WORK TO COMPLETE: Every entry should be given again exactly, with nothing dropped.

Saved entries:
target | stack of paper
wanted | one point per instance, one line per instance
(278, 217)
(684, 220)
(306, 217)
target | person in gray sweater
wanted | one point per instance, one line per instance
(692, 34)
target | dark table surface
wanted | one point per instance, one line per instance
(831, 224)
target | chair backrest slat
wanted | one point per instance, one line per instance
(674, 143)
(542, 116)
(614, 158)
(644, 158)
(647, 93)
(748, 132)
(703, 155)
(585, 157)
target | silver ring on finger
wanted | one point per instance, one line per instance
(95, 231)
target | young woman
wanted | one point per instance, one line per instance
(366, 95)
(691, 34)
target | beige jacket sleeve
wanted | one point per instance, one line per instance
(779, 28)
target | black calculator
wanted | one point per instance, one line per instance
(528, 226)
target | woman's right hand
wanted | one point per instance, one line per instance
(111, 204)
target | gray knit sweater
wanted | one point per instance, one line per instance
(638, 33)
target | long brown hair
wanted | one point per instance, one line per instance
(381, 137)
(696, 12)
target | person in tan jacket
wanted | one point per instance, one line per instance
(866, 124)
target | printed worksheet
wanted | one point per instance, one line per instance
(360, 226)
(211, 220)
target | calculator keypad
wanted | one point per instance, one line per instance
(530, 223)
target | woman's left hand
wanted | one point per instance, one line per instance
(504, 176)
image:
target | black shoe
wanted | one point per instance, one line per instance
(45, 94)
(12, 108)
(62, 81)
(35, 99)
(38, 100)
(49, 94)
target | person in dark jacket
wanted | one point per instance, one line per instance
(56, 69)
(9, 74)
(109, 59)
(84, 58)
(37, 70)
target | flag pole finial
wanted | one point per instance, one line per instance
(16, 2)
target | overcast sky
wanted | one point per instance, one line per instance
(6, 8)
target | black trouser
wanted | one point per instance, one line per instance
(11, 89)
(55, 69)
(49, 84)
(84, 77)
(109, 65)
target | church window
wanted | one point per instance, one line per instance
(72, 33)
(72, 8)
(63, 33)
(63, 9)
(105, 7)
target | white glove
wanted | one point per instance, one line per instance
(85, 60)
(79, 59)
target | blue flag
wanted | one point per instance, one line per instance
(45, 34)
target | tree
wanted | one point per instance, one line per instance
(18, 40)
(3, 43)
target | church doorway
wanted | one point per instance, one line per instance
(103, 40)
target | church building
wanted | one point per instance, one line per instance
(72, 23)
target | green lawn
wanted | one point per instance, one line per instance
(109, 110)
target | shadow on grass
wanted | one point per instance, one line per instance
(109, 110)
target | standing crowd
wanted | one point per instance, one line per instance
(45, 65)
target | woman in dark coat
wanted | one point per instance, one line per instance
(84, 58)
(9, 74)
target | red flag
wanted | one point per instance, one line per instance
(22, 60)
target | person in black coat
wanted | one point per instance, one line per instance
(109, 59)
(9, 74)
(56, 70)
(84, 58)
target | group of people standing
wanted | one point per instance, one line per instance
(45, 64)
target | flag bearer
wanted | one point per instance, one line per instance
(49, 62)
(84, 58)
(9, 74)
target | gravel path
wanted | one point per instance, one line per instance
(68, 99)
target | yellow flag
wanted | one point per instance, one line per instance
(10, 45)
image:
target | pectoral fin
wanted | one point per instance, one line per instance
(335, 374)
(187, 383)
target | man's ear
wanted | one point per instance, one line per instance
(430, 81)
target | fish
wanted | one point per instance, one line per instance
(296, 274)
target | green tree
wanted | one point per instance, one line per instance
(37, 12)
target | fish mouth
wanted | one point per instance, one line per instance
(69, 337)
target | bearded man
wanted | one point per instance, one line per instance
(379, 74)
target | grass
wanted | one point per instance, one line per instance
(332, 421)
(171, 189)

EXERCISE RESPONSE:
target | stack of paper
wanted | one point per instance, one line per instance
(278, 217)
(684, 220)
(306, 217)
target | person in gray sweater
wanted | one point per instance, one line per instance
(692, 34)
target | dark table surface
wanted | one point per instance, one line per instance
(831, 224)
target | chair backrest slat
wanted | one point per instance, one line per instance
(674, 143)
(542, 116)
(614, 158)
(644, 158)
(647, 93)
(748, 132)
(703, 155)
(585, 157)
target | silver ring on finger
wanted | one point per instance, one line per instance
(95, 231)
target | young woman
wanted | one point per instance, one line per instance
(366, 95)
(691, 34)
target | beige jacket sleeve
wanted | one point per instance, one line per instance
(779, 28)
target | black calculator
wanted | one point per instance, one line per instance
(528, 226)
target | woman's right hand
wanted | one point per instance, one line per instance
(111, 204)
target | gray knit sweater
wanted | one point per instance, one line per instance
(638, 33)
target | long brown hair
wanted | one point per instance, one line per instance
(381, 137)
(696, 12)
target | person in tan jacket
wanted | one point per instance, one line per instance
(866, 124)
target | printed worksheet
wanted | one point per instance, one line per instance
(360, 226)
(211, 220)
target | calculator keypad
wanted | one point per instance, one line per instance
(530, 223)
target | woman's left hand
wanted | one point per instance, one line per instance
(504, 176)
image:
target | black shoe
wanted | one point per instance, one line per instance
(45, 94)
(12, 108)
(62, 81)
(35, 99)
(38, 100)
(49, 94)
target | person in dark jacket
wanted | one point per instance, one line per instance
(56, 69)
(9, 74)
(109, 59)
(84, 58)
(37, 70)
target | flag pole finial
wanted | one point per instance, one line per instance
(16, 2)
target | overcast sky
wanted | one point per instance, one line per instance
(6, 8)
target | black trouser
wanted | one point per instance, one line per instance
(11, 89)
(55, 69)
(49, 84)
(84, 77)
(109, 65)
target | church window
wanted | one point per instance, one line per instance
(72, 33)
(72, 8)
(63, 33)
(63, 9)
(105, 7)
target | white glove
wanted | one point per instance, one line per instance
(85, 60)
(79, 59)
target | blue flag
wanted | one point per instance, one line per instance
(45, 34)
target | tree
wanted | one point per instance, one line per instance
(18, 40)
(3, 43)
target | church doorway
wanted | one point per instance, one line per instance
(103, 40)
target | church building
wanted | one point per instance, one line per instance
(72, 23)
target | green lawn
wanted | one point per instance, one line per instance
(109, 110)
target | shadow on grass
wanted | one point per instance, one line per instance
(109, 110)
target | standing crowd
wanted | one point per instance, one line per instance
(45, 65)
target | woman in dark coat
wanted | one point per instance, one line per instance
(84, 58)
(9, 74)
target | red flag
wanted | one point per instance, one line per instance
(22, 60)
target | person in black coat
wanted | one point per instance, one line per instance
(109, 59)
(9, 74)
(56, 70)
(84, 58)
target | group of people standing
wanted | one point per instance, one line per instance
(45, 64)
target | flag bearer
wanted | one point per instance, one line per instance
(49, 62)
(84, 58)
(9, 74)
target | gravel path
wanted | one point per instance, one line per instance
(68, 99)
target | yellow flag
wanted | one point per instance, one line per instance
(10, 45)
image:
target | pectoral fin
wanted | one point per instance, one line per instance
(335, 374)
(187, 383)
target | man's ear
wanted | one point per instance, one line per instance
(430, 81)
target | fish
wanted | one point per instance, one line per instance
(296, 274)
target | green tree
wanted | one point per instance, one line per instance
(37, 12)
target | fish mouth
wanted | one point per instance, one line per instance
(69, 337)
target | bearded man
wanted | one point per instance, one line per instance
(379, 74)
target | grass
wanted | one point per instance, one line per instance
(332, 421)
(171, 189)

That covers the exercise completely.